**STORED ROWS**
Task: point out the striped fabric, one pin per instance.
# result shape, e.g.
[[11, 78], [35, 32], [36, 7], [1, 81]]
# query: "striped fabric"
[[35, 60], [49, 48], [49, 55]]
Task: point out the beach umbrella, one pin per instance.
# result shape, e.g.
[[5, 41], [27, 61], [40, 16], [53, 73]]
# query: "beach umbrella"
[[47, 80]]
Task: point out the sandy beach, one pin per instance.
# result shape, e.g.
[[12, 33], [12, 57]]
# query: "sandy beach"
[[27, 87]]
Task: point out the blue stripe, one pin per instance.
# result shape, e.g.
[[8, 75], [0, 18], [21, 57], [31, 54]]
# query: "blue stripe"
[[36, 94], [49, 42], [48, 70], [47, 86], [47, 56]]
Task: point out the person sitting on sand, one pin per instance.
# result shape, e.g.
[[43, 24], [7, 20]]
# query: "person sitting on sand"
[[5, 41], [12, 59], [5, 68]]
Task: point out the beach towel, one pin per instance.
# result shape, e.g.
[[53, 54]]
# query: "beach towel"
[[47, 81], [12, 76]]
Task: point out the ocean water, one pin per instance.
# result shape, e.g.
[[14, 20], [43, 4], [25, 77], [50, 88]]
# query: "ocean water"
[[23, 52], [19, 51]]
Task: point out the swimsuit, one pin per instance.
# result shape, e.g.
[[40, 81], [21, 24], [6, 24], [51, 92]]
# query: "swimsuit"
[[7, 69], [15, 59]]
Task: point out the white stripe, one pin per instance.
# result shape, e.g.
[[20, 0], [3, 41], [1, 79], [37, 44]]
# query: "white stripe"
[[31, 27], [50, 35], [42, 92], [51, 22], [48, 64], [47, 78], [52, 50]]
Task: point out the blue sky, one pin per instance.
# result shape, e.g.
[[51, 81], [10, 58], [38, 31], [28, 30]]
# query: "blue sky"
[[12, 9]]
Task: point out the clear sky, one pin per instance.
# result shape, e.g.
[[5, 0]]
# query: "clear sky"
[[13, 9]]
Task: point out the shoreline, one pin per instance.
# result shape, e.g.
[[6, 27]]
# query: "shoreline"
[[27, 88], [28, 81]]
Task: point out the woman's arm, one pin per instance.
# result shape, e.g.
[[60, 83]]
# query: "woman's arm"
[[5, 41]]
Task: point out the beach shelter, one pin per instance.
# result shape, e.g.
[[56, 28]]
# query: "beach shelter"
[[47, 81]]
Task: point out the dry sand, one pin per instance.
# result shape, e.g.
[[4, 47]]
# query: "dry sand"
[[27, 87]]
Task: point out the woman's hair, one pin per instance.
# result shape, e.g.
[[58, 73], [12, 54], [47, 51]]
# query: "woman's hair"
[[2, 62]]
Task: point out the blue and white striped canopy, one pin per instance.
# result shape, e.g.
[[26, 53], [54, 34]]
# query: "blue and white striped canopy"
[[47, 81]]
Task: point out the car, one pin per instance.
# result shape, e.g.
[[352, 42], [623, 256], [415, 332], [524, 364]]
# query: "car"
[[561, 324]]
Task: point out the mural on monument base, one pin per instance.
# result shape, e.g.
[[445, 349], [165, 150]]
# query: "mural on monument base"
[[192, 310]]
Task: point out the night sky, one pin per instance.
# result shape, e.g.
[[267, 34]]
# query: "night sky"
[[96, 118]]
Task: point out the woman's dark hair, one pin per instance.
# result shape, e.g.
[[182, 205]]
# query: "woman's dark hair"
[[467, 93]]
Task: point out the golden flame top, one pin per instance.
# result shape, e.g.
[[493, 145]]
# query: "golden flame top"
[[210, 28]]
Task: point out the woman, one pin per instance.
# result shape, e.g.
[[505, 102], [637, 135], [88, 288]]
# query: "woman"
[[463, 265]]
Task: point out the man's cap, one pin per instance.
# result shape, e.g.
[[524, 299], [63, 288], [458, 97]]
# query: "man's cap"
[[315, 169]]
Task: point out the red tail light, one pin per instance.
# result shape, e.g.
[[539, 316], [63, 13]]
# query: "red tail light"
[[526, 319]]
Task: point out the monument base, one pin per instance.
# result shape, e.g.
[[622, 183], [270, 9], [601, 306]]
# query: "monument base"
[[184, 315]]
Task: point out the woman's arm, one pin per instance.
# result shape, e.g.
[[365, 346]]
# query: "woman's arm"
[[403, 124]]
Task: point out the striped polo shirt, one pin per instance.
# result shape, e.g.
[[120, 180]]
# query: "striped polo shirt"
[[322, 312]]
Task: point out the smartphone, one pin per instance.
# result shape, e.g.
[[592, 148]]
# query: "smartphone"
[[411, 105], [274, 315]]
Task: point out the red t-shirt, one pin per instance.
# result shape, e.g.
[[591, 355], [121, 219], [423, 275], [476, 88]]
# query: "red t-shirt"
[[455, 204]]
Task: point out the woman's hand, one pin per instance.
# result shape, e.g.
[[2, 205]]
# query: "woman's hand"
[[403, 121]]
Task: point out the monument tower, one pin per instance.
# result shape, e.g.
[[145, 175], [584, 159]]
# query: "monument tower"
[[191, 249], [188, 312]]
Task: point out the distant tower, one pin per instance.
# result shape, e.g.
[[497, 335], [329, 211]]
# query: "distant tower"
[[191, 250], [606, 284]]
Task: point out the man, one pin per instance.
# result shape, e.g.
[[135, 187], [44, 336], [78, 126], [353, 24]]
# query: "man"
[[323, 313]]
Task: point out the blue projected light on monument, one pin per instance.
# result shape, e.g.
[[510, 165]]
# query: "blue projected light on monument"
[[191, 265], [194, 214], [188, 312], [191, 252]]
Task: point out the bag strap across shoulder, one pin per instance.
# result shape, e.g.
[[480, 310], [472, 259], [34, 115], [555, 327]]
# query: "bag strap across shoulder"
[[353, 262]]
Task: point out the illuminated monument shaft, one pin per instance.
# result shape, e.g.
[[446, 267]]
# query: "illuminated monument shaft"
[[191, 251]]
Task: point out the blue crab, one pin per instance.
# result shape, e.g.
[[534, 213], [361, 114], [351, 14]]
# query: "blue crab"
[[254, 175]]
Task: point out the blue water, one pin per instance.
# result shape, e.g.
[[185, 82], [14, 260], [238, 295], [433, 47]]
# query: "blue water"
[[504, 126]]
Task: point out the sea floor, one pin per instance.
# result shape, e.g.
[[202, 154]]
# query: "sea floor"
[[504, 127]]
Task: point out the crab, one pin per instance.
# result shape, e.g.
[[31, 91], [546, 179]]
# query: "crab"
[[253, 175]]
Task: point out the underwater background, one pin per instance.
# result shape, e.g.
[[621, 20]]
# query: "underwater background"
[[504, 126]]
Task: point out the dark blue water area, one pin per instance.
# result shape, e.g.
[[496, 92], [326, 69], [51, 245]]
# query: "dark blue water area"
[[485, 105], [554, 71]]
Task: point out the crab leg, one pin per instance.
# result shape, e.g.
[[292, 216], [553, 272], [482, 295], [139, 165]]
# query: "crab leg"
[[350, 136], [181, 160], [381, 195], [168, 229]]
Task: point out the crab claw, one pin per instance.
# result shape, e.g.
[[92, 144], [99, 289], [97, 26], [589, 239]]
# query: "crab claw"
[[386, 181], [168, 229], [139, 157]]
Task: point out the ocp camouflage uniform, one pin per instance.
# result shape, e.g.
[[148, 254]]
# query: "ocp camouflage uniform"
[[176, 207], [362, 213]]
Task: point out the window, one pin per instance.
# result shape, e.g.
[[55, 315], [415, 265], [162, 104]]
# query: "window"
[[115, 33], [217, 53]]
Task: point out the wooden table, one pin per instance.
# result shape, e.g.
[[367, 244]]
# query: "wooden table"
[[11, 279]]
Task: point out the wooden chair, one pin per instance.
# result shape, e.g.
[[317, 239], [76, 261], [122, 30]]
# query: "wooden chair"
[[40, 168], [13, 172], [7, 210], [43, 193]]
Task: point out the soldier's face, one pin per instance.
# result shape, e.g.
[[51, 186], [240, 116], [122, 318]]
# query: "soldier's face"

**WHAT YOU HAVE TO DO**
Rewrite the material from the line with "Task: point out the man's" up to and including the line with "[[323, 313]]", replacing "monument" with "statue" and leaving everything else unchanged.

**OUTPUT OF THE TASK**
Task: point out the man's cap, one pin per instance.
# result shape, e.g.
[[524, 299], [63, 288], [458, 97]]
# query: "man's cap"
[[315, 169]]
Task: point out the red tail light, one pin per instance.
# result shape, e.g.
[[539, 316], [63, 13]]
# query: "red tail light"
[[526, 319]]
Task: point out the statue base, one pin per instance.
# result shape, e.g.
[[622, 183], [270, 9], [601, 306]]
# query: "statue base"
[[184, 315]]
Task: point out the woman's arm, one pin per instance.
# result shape, e.g.
[[365, 346]]
# query: "woman's arm"
[[403, 124]]
Task: point out the striped polo shirt, one pin per instance.
# result shape, e.g.
[[120, 180]]
# query: "striped polo shirt"
[[322, 312]]
Task: point out the smartphone, one pin per instance.
# result shape, e.g.
[[592, 148]]
# query: "smartphone"
[[411, 105], [274, 315]]
Task: point out the red t-shirt, one pin per instance.
# result shape, e.g.
[[591, 355], [121, 219], [423, 275], [476, 88]]
# query: "red t-shirt"
[[455, 204]]
Task: point out the woman's hand, one pin per instance.
# result shape, e.g.
[[2, 205]]
# query: "woman's hand"
[[403, 121]]
Task: point out the statue tower, one pin per instance.
# result shape, e.g.
[[145, 175], [584, 159]]
# query: "statue tower"
[[191, 249], [188, 312]]
Task: point out the distant tower, one pin per instance.
# result shape, e.g.
[[497, 335], [329, 211]]
# query: "distant tower"
[[191, 250], [606, 284]]
Task: point out the man, one pin per instance.
# result shape, e.g.
[[135, 187], [44, 336], [78, 126], [353, 24]]
# query: "man"
[[323, 313]]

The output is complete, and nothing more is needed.